> **CONSIGNES**
1 – D'après le texte à lire, autour de combien de chapitres le livre est-il structuré ?
2 – Reproduisez tel quel le passage du texte à lire qui va de « Le livre est » à « non pas économiques. ».

> **TEXTE À LIRE**
Le livre est structuré autour de cinq chapitres qui développent de manière spécifique et complémentaire la problématique centrale de l’ouvrage, à savoir les différences dans la capacité à tisser des liens transnationaux existant entre les élites et les classes populaires, les premières ayant plus de facilité à « jouer sur l’international » que les secondes. L’argumentation de l’auteure vise à montrer que cela tient en premier lieu à des raisons culturelles (parcours scolaires, maîtrise des langues, valorisation de la mobilité des classes dirigeantes et dévalorisation de la mobilité internationale des travailleurs, etc.) et non pas économiques.

La principale critique qui peut être adressée au livre est liée au flou conceptuel vis-à-vis des deux notions clés de l’ouvrage. La notion de classe est dans un premier temps introduite à partir de son acception économique, comme « un groupe d’individus partageant une même situation économique » (p. 23). Par la suite, à l’exception du deuxième chapitre, la classe est surtout abordée dans une perspective culturelle et symbolique, comme le partage de « privilèges liés à la considération sociale, […] fondés sur le mode de vie, le degré d’instruction, le prestige de la naissance ou de profession » (p. 39). Finalement, bien que pas complètement évacuée, la dimension économique des classes est reléguée au deuxième plan. Il devient ainsi difficile de comprendre quels sont les critères de différenciation auxquels l’auteure fait référence lorsqu’elle évoque les distinctions entre classes supérieures ou dominantes et classes populaires ou dominées.

> **DONNÉES EXTRAITES**
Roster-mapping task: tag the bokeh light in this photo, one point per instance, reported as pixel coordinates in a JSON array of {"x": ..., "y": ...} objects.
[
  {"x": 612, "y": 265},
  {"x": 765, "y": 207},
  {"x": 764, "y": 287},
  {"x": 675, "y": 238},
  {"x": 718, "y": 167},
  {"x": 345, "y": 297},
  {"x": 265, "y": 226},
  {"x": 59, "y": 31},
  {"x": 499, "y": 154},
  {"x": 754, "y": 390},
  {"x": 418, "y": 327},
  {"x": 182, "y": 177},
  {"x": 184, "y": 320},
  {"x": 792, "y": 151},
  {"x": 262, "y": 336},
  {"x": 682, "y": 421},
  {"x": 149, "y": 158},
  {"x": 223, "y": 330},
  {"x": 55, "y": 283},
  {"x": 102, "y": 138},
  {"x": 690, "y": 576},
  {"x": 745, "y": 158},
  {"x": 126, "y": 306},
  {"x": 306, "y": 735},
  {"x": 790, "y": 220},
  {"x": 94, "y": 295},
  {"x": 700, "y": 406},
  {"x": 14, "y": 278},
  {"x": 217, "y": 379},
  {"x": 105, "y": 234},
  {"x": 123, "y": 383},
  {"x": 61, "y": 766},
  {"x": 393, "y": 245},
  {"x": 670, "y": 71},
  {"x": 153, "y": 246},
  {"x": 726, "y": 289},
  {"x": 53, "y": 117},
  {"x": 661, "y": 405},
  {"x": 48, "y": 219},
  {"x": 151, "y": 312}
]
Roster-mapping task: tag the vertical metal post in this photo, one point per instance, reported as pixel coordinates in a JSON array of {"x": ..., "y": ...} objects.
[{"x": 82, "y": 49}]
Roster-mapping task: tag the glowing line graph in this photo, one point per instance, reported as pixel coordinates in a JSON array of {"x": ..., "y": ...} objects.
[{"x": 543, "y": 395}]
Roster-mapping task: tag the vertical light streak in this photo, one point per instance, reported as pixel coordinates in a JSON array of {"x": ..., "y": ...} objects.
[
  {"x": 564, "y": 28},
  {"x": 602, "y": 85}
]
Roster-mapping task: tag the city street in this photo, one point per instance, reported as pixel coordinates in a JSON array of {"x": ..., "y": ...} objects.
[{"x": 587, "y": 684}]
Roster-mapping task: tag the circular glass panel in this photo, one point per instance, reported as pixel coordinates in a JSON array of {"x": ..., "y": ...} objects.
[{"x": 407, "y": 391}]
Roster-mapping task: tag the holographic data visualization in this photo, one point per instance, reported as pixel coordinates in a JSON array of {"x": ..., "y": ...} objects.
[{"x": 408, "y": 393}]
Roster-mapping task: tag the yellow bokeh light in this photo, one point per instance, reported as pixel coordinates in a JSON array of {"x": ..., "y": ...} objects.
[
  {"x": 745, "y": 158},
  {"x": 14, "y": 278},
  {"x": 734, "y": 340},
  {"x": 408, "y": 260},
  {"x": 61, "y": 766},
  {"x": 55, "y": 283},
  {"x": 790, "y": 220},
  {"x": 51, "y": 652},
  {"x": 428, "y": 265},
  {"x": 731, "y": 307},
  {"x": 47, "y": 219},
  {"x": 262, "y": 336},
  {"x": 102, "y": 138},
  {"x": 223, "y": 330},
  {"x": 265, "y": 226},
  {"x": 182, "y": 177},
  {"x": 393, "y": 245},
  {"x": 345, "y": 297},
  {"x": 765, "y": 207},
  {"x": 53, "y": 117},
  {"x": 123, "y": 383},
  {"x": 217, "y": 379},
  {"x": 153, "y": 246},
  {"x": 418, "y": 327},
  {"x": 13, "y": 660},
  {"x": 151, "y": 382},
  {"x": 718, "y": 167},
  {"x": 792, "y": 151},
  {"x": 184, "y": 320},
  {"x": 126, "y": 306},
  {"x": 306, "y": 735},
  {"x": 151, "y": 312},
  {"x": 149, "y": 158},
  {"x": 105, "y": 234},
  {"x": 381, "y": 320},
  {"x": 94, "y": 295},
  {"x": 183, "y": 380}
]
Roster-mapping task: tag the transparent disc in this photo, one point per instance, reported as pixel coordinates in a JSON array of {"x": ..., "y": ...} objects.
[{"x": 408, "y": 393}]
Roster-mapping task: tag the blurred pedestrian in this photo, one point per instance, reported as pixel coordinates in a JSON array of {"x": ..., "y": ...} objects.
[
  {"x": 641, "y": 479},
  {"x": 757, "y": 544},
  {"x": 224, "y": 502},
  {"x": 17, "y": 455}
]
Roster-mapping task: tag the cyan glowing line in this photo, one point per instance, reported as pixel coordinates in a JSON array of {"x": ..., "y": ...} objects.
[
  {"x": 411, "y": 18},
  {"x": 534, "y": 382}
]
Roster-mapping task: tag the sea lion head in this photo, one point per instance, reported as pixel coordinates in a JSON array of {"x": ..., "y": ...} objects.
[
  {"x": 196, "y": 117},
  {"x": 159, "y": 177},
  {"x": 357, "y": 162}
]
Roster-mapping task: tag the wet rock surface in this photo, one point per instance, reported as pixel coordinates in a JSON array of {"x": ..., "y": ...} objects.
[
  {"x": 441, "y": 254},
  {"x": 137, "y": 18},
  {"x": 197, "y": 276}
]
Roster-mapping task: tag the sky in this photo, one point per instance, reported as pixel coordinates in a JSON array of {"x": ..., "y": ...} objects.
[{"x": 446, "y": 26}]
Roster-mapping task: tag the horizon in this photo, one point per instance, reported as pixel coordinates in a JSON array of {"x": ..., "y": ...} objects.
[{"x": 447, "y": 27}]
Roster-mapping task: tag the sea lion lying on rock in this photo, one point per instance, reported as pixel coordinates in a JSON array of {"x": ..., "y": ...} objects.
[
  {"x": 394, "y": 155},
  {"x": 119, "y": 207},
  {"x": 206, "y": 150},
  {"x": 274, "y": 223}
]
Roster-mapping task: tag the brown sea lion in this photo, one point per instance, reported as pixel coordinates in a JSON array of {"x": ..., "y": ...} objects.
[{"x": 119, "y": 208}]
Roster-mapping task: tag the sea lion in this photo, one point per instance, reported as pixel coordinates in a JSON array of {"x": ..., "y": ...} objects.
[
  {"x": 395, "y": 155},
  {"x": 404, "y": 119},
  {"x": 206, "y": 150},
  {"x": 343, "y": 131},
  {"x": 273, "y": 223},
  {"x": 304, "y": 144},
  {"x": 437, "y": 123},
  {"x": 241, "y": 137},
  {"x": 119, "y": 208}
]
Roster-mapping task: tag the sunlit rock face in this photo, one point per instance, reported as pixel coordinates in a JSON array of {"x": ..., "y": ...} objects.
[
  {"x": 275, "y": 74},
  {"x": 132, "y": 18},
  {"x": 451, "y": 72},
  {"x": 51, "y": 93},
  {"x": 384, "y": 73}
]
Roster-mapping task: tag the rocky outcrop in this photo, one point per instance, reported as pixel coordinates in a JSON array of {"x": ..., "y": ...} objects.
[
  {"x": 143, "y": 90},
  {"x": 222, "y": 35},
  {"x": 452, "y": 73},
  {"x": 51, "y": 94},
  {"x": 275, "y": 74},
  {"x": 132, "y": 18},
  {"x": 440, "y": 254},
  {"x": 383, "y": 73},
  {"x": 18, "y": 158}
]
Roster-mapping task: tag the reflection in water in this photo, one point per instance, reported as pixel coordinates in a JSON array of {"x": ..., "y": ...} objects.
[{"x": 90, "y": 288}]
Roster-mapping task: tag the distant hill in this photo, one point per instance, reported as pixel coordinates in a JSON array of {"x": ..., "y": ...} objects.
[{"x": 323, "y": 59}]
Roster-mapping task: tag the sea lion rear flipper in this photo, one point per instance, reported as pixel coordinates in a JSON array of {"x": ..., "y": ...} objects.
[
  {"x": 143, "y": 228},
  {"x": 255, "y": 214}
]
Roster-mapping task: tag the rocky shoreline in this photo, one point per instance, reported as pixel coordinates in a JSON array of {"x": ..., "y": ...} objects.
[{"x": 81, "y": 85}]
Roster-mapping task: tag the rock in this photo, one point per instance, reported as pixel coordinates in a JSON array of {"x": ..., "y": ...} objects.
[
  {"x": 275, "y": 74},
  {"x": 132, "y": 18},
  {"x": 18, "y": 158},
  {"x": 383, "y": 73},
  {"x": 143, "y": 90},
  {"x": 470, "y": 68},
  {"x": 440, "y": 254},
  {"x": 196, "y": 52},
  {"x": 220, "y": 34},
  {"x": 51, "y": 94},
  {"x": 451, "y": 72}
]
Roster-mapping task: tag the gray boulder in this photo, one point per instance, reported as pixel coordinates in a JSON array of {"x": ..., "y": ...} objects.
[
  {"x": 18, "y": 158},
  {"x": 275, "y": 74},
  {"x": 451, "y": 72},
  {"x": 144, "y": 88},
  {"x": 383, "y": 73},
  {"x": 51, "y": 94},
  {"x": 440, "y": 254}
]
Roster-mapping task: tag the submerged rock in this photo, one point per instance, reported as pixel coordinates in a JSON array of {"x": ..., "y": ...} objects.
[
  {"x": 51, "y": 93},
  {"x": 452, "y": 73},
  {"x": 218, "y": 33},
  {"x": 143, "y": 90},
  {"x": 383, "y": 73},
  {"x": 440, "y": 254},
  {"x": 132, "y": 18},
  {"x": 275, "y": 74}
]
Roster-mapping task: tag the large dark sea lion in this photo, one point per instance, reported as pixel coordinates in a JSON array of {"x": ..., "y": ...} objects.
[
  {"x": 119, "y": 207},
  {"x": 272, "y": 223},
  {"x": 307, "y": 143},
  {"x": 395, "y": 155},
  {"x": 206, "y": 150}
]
...
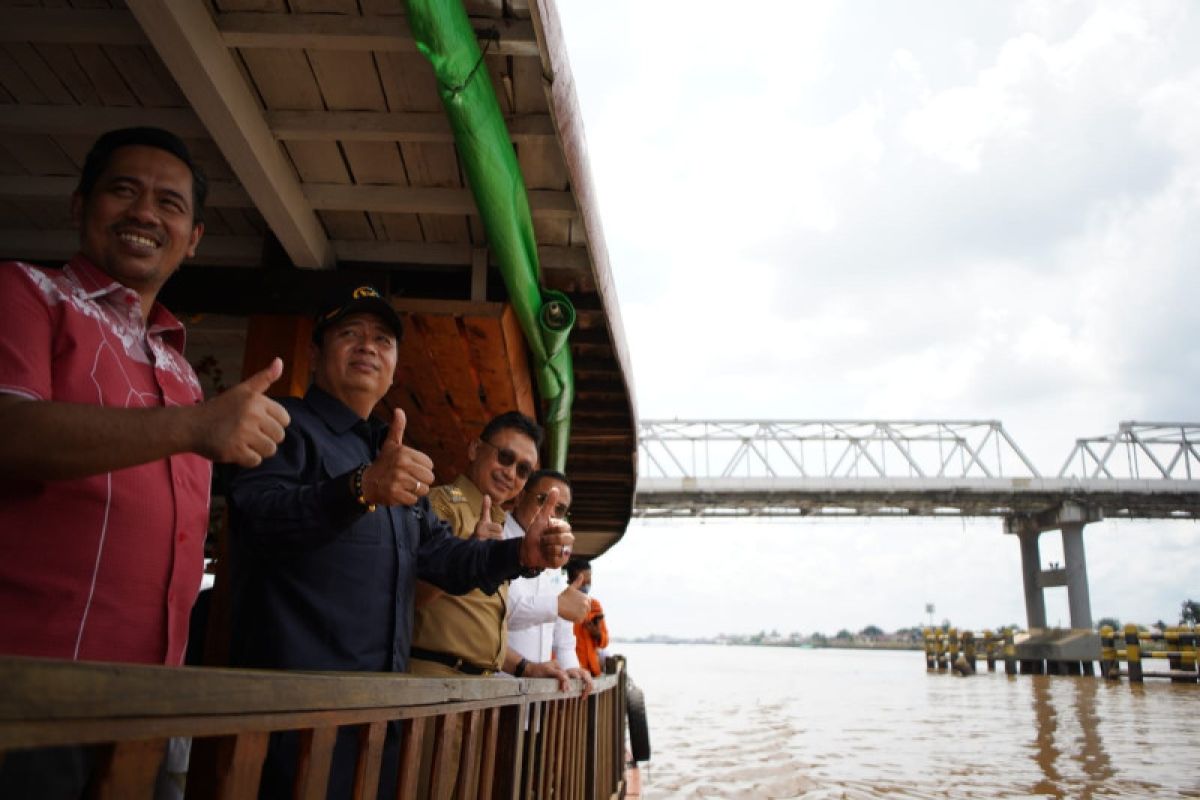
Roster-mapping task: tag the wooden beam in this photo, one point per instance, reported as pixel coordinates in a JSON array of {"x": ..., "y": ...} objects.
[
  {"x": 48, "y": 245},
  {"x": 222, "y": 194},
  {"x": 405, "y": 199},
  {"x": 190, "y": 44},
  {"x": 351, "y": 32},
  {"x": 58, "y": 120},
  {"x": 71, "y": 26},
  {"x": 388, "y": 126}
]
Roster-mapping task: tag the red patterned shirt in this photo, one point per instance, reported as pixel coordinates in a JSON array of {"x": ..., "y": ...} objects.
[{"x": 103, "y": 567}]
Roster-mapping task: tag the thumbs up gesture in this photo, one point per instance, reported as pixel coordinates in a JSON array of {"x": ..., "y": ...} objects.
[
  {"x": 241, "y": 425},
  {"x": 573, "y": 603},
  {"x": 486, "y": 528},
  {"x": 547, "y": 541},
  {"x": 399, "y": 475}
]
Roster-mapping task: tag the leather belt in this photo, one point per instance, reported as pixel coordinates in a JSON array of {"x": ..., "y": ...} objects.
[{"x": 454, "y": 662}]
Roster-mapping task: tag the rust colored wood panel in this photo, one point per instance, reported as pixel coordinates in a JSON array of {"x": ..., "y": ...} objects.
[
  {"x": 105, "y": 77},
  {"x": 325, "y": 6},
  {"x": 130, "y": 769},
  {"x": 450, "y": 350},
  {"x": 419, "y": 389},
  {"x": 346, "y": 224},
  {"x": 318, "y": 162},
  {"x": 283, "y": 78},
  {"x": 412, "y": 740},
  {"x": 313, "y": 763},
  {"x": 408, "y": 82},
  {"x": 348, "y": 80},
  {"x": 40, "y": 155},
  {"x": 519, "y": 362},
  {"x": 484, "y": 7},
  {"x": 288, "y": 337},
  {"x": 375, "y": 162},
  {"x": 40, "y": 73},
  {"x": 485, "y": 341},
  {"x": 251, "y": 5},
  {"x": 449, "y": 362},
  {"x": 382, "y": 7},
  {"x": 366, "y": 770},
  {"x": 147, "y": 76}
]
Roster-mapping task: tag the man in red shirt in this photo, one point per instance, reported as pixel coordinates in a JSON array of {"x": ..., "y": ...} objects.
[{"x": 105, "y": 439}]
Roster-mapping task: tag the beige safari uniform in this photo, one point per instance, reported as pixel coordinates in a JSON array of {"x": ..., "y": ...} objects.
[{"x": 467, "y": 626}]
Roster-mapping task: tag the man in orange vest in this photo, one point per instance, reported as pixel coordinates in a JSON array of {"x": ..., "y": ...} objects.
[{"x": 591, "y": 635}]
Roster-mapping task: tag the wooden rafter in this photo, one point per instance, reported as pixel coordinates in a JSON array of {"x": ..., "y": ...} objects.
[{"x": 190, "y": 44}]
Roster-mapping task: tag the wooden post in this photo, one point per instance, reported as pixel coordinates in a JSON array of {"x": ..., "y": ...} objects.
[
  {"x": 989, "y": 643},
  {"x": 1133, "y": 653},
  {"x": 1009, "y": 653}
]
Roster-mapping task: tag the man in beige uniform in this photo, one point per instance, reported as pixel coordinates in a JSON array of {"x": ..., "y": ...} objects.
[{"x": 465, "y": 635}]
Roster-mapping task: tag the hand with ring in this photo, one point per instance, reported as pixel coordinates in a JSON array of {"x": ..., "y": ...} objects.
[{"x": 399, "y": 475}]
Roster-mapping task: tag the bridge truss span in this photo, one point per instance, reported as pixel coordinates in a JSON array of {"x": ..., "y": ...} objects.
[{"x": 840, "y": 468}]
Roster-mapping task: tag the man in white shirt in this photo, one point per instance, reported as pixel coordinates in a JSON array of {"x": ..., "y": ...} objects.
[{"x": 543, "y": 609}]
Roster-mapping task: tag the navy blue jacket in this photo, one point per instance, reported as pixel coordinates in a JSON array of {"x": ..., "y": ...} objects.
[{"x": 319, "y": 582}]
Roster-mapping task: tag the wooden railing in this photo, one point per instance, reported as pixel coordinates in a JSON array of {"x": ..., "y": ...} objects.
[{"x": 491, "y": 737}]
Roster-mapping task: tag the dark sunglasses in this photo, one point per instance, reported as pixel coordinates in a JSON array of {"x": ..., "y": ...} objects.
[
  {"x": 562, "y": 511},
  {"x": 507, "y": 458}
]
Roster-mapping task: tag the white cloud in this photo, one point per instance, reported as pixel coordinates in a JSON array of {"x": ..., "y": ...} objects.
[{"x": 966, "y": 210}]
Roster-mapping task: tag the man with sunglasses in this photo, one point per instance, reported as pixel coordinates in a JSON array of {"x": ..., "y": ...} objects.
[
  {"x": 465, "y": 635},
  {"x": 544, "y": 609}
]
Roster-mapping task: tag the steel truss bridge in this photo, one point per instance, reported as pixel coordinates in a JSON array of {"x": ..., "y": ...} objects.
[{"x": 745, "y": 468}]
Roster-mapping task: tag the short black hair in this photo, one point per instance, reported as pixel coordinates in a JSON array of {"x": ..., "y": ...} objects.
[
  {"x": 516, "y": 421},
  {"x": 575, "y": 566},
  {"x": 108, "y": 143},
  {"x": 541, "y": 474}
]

> **RÉPONSES**
1 – Autour de cinq chapitres.

2 –
Le livre est structuré autour de cinq chapitres qui développent de manière spécifique et complémentaire la problématique centrale de l’ouvrage, à savoir les différences dans la capacité à tisser des liens transnationaux existant entre les élites et les classes populaires, les premières ayant plus de facilité à « jouer sur l’international » que les secondes. L’argumentation de l’auteure vise à montrer que cela tient en premier lieu à des raisons culturelles (parcours scolaires, maîtrise des langues, valorisation de la mobilité des classes dirigeantes et dévalorisation de la mobilité internationale des travailleurs, etc.) et non pas économiques.